Stated problem -
Lay out every line of the records below as a Markdown table with the columns Row and Line, numbering the lines and skipping any blank ones. Leave the pictures out of the table.

(Image box annotation records)
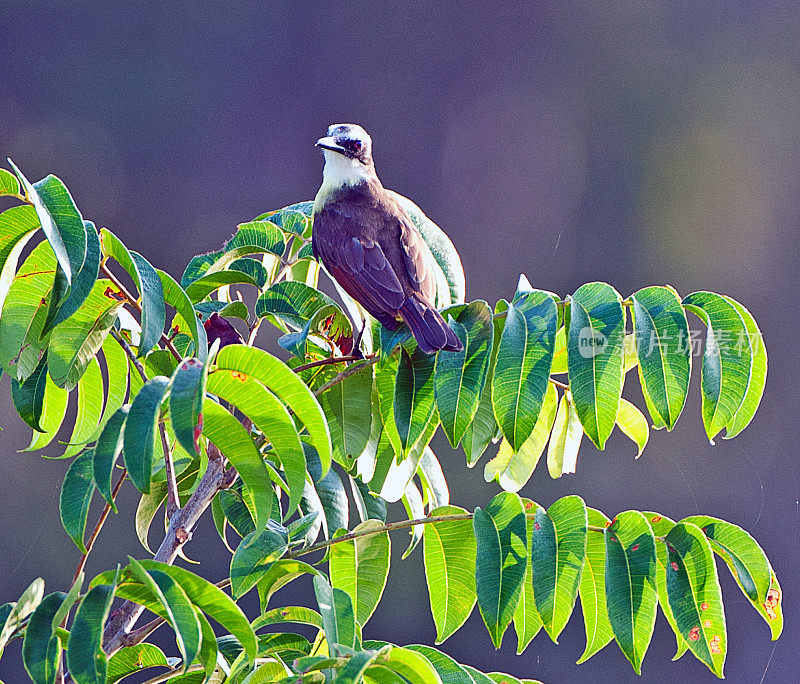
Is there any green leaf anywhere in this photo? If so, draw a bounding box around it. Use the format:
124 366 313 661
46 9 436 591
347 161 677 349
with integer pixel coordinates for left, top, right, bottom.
0 203 39 308
0 577 44 656
723 297 767 439
605 511 656 674
567 283 625 450
203 404 273 530
492 291 558 451
92 405 130 512
216 344 331 474
47 280 122 391
576 508 614 665
59 449 94 553
206 370 306 516
45 221 102 331
0 242 56 382
64 357 104 457
231 528 286 599
483 383 558 492
380 646 442 684
11 357 47 432
95 336 129 441
67 582 116 684
122 375 169 494
9 160 86 283
472 492 528 648
255 280 335 328
258 558 319 613
22 591 67 684
514 499 542 655
531 496 588 643
681 515 783 640
547 392 583 479
322 366 372 469
128 556 201 673
329 520 391 627
434 301 494 448
107 642 169 684
186 270 258 304
394 347 435 457
253 606 322 629
139 560 258 659
314 575 358 655
664 522 728 679
156 269 208 361
631 287 692 430
169 357 210 456
616 398 650 458
404 644 472 684
100 228 167 357
0 169 22 195
683 292 753 444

Finished task -
| Row | Line |
|---|---|
| 1 | Is there any green leaf anywhere in this photo? If so, draw a bounding box around it. Use the format: |
| 2 | 124 366 313 661 |
| 3 | 46 9 436 591 |
| 4 | 347 161 677 349 |
| 5 | with integer pixel coordinates for left, top, right, bottom. |
| 6 | 0 203 39 308 |
| 7 | 0 577 44 656 |
| 8 | 723 297 767 439 |
| 9 | 605 511 656 674 |
| 10 | 567 283 625 450 |
| 11 | 203 404 273 530 |
| 12 | 492 291 558 451 |
| 13 | 92 405 130 512 |
| 14 | 216 344 331 474 |
| 15 | 47 280 122 391 |
| 16 | 576 508 614 665 |
| 17 | 59 449 94 553 |
| 18 | 206 370 306 516 |
| 19 | 45 221 102 331 |
| 20 | 0 242 56 382 |
| 21 | 64 357 104 457 |
| 22 | 231 528 286 599 |
| 23 | 483 383 558 492 |
| 24 | 380 646 442 684 |
| 25 | 11 357 47 432 |
| 26 | 95 336 129 441 |
| 27 | 67 582 116 684 |
| 28 | 122 375 169 494 |
| 29 | 9 160 86 283 |
| 30 | 472 492 528 648 |
| 31 | 255 280 335 328 |
| 32 | 258 558 319 613 |
| 33 | 22 591 67 684 |
| 34 | 514 499 542 655 |
| 35 | 531 496 588 643 |
| 36 | 681 515 783 640 |
| 37 | 547 392 583 479 |
| 38 | 322 366 372 469 |
| 39 | 128 556 201 673 |
| 40 | 329 520 391 627 |
| 41 | 434 301 494 448 |
| 42 | 107 642 169 684 |
| 43 | 186 270 258 304 |
| 44 | 394 347 435 457 |
| 45 | 253 606 322 629 |
| 46 | 139 560 258 659 |
| 47 | 314 575 358 655 |
| 48 | 664 522 728 679 |
| 49 | 156 269 208 361 |
| 50 | 631 287 692 430 |
| 51 | 169 357 210 456 |
| 52 | 616 398 650 458 |
| 53 | 404 644 472 684 |
| 54 | 100 228 167 357 |
| 55 | 0 169 22 195 |
| 56 | 683 292 753 444 |